### STATED GOAL A
What does the text on the Syrian war say economic deprivation has led to?

Gendered impacts of the Syrian war are multiple and complex. Inside Syria, violations of women’s rights have been used as tactics of warfare by multiple parties to the conflict. Economic deprivation has led to unprecedented levels of child marriage. Siege and starvation tactics and the deliberate targeting of health services have worsened maternal and child mortality. Men and boys have also suffered gendered impacts of the crisis, including sexual violence and other rights violations.
Here are three ways for the international community to engage both at the Brussels Conference and beyond:
1. Protect and promote the space for independent women-led civil society groups
A technical challenge that policy makers in Brussels should recognise is that grassroots women’s groups do not fit easily into the classic humanitarian sectoral boxes which frame donor funding. Whilst numerous NGOs ‘talk the talk’ of gender mainstreaming, there are very few genuinely dedicated to bringing a more transformative approach to protect and empower women. So how to support the groups which do?

### STATED GOAL B
Rewrite the part of the records that opens with the line containing "Detect wheelchair tire." and closes with the line containing "432,156,584,310", swapping "blue sandal" for "navy sandal" and leaving all else unchanged. Return only those lines.

### PROVIDED ENTRIES

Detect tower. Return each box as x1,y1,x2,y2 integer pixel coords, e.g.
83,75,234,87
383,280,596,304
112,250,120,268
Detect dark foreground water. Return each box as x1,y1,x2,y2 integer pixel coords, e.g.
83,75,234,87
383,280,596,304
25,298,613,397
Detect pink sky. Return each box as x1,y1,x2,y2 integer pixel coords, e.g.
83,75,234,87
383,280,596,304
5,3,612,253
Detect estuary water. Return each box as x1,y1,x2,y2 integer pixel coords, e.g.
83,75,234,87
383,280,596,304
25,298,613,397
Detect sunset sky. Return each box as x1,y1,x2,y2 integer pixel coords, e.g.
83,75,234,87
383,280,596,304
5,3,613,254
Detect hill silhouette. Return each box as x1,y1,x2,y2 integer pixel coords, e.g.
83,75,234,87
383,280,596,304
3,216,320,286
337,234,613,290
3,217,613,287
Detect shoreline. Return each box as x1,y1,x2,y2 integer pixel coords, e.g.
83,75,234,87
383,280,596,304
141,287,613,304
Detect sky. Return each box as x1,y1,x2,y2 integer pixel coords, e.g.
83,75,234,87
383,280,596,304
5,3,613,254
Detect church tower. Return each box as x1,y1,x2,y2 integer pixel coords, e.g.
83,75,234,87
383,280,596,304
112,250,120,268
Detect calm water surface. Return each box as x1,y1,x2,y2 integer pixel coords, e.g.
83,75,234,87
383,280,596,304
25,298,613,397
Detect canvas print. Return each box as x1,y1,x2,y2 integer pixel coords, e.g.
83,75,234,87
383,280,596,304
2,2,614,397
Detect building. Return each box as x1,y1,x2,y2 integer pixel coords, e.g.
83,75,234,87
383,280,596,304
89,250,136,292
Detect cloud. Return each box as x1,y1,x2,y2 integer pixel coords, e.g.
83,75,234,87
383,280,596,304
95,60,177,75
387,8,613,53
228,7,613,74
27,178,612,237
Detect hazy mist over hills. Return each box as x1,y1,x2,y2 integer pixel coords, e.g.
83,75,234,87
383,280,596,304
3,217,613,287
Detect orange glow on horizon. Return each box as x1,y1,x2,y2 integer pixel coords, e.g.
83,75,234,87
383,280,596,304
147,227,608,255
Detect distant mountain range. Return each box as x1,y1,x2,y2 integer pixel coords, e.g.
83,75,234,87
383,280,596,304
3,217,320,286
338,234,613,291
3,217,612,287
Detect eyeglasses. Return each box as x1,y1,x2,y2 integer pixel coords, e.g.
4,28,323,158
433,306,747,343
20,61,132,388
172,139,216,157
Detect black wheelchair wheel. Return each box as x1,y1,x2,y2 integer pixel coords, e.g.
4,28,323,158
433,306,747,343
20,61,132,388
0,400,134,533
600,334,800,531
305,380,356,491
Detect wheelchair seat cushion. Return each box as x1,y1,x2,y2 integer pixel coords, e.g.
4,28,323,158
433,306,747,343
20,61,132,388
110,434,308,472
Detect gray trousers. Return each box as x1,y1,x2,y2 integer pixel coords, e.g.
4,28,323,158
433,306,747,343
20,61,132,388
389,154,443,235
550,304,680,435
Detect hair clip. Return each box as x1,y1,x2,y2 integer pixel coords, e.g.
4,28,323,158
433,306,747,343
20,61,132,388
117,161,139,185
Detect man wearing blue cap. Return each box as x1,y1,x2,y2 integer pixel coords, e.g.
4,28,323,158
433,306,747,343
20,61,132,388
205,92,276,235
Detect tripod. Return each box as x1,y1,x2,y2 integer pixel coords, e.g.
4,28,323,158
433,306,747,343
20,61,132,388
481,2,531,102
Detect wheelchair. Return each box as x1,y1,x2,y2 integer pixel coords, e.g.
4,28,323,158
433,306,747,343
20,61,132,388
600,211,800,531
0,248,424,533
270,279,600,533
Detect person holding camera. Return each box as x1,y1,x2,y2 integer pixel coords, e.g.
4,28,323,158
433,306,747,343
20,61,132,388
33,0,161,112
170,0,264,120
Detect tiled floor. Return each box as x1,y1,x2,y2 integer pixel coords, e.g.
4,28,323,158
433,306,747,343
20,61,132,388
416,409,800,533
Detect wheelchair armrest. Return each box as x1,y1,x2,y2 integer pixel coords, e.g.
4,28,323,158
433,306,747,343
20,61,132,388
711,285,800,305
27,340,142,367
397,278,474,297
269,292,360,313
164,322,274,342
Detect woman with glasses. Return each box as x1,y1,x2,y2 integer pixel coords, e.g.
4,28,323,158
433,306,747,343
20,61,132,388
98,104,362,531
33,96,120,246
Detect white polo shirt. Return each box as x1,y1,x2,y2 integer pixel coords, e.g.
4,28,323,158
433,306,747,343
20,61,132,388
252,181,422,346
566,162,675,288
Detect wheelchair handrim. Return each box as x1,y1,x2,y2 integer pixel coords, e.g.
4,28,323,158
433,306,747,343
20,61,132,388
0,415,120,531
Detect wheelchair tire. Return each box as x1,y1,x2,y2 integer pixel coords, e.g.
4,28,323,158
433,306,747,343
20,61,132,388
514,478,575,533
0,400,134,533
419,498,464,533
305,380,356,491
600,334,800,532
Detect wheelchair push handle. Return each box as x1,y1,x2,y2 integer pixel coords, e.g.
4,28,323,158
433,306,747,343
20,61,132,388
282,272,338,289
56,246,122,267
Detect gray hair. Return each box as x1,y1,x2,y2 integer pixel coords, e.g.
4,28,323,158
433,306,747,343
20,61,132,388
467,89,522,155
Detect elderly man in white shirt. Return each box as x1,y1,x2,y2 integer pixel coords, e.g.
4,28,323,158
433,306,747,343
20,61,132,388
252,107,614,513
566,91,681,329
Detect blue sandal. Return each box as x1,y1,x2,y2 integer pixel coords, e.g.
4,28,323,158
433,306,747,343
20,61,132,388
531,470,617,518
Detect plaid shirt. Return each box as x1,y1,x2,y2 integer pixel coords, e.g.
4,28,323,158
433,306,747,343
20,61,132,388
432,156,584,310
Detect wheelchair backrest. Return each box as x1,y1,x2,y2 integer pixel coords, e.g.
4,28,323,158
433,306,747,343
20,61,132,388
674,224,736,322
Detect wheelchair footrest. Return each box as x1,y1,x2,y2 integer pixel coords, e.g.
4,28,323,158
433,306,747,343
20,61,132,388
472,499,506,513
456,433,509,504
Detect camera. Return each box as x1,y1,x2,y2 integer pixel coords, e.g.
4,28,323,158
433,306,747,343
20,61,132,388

### FINAL ANSWER A
Unprecedented levels of child marriage.

### FINAL ANSWER B
Detect wheelchair tire. Return each box as x1,y1,x2,y2 integer pixel coords, e.g.
4,28,323,158
433,306,747,343
20,61,132,388
514,478,575,533
0,400,134,533
419,498,464,533
305,380,356,491
600,334,800,532
Detect wheelchair push handle. Return each box as x1,y1,x2,y2 integer pixel coords, e.g.
4,28,323,158
433,306,747,343
20,61,132,388
282,272,338,289
56,246,122,267
Detect gray hair. Return each box as x1,y1,x2,y2 integer pixel coords, e.g.
4,28,323,158
433,306,747,343
20,61,132,388
467,89,522,155
Detect elderly man in white shirt. Return each box as x1,y1,x2,y2 integer pixel coords, e.g.
4,28,323,158
433,306,747,343
20,61,132,388
252,107,614,513
566,91,681,329
Detect navy sandal. Return each box as x1,y1,x2,y2 integer pixel coords, e.g.
4,28,323,158
433,306,747,343
20,61,132,388
531,470,617,518
Detect plaid shirt. Return each box as x1,y1,x2,y2 integer pixel coords, e.g.
4,28,323,158
433,306,747,343
20,61,132,388
432,156,584,310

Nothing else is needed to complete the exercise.